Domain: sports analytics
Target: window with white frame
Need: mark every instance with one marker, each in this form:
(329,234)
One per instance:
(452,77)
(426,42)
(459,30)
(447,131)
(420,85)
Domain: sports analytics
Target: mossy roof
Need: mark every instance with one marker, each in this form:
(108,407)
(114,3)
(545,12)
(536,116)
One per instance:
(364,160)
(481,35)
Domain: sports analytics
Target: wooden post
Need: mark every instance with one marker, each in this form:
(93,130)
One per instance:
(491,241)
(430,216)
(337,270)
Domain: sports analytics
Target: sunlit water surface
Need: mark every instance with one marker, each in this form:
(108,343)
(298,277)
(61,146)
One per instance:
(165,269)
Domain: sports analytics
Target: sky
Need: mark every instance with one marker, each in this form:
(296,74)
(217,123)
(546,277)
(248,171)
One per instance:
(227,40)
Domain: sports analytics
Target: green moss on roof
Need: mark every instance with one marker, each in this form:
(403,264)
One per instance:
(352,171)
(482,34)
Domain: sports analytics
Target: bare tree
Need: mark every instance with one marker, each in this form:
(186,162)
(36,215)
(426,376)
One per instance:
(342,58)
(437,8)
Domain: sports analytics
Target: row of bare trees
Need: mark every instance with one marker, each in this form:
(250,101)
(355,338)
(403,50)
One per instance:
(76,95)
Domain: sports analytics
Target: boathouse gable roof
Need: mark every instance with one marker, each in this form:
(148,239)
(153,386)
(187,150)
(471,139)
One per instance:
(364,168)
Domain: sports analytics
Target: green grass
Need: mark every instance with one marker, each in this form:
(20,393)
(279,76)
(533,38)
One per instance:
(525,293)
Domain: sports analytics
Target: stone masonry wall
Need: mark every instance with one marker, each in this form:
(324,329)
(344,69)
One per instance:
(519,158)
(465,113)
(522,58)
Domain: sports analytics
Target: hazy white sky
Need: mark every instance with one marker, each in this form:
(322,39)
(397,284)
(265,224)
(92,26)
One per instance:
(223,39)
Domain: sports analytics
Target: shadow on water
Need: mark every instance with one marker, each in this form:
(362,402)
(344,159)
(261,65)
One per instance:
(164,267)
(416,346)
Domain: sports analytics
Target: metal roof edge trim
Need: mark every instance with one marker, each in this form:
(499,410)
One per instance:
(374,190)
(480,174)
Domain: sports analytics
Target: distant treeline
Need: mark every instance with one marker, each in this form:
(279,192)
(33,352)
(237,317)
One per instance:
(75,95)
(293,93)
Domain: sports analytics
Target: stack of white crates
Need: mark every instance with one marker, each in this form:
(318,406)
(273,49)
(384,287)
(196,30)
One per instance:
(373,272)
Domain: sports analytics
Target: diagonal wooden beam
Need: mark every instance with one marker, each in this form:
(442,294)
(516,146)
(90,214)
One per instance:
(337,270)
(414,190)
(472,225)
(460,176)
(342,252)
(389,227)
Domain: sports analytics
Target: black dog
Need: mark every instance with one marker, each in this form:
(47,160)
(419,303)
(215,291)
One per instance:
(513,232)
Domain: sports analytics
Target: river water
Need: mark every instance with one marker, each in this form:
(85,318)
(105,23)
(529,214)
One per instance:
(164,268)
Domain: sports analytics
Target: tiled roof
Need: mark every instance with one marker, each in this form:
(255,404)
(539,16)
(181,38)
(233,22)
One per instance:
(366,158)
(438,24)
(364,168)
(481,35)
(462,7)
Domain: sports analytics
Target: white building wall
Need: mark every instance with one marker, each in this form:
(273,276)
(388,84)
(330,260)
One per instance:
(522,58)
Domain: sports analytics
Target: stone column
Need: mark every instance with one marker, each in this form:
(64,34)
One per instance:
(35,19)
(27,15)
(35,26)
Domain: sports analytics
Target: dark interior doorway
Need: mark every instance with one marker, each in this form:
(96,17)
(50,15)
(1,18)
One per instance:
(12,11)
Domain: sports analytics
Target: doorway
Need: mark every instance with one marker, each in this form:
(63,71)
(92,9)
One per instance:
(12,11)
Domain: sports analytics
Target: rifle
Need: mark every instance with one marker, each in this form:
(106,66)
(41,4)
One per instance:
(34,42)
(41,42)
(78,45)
★ ★ ★ ★
How many lines in the items above contain the word "wooden"? Reply with the number alone.

2